[HOW TO COMPLETE THIS TASK] Recast each line of the items below as a Markdown table with two columns, Row and Line, numbering the rows and skipping blank lines. Leave the pictures out of the answer.

[AVAILABLE DATA]
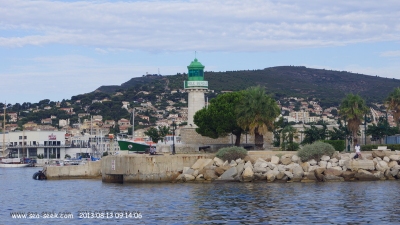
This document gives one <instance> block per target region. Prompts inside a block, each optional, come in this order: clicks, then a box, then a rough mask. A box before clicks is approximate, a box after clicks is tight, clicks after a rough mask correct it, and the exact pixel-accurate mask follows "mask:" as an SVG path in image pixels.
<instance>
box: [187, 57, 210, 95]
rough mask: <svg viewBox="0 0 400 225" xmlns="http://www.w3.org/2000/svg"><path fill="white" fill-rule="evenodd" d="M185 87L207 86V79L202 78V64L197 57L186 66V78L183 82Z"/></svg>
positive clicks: (205, 87) (202, 88) (206, 87)
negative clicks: (187, 68) (186, 78)
mask: <svg viewBox="0 0 400 225" xmlns="http://www.w3.org/2000/svg"><path fill="white" fill-rule="evenodd" d="M184 83H185V84H184V86H185V89H188V88H202V89H207V88H208V81H205V80H204V66H203V64H201V63H200V62H199V61H198V60H197V58H194V60H193V61H192V62H191V63H190V65H189V66H188V80H187V81H185V82H184Z"/></svg>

[RESULT OF THIS EXERCISE]
| Row | Line |
|---|---|
| 1 | This document gives one <instance> block per target region. Prompts inside a block, each optional, come in this order: clicks, then a box, then a rough mask. A box before clicks is approximate, a box after clicks is tight, clicks after a rough mask correct it, and the exact pixel-accurate mask follows "mask:" as an SVG path in image pixels. |
| 2 | <instance> |
| 3 | box: [187, 57, 210, 95] |
| 4 | rough mask: <svg viewBox="0 0 400 225" xmlns="http://www.w3.org/2000/svg"><path fill="white" fill-rule="evenodd" d="M185 87L207 86V79L202 78V64L197 57L186 66V78L183 82Z"/></svg> |
| 5 | positive clicks: (205, 87) (202, 88) (206, 87) |
| 6 | negative clicks: (187, 68) (186, 78) |
| 7 | mask: <svg viewBox="0 0 400 225" xmlns="http://www.w3.org/2000/svg"><path fill="white" fill-rule="evenodd" d="M184 83H185V84H184V86H185V89H188V88H202V89H207V88H208V81H205V80H204V66H203V64H201V63H200V62H199V61H198V60H197V58H194V60H193V61H192V62H191V63H190V65H189V66H188V80H187V81H185V82H184Z"/></svg> |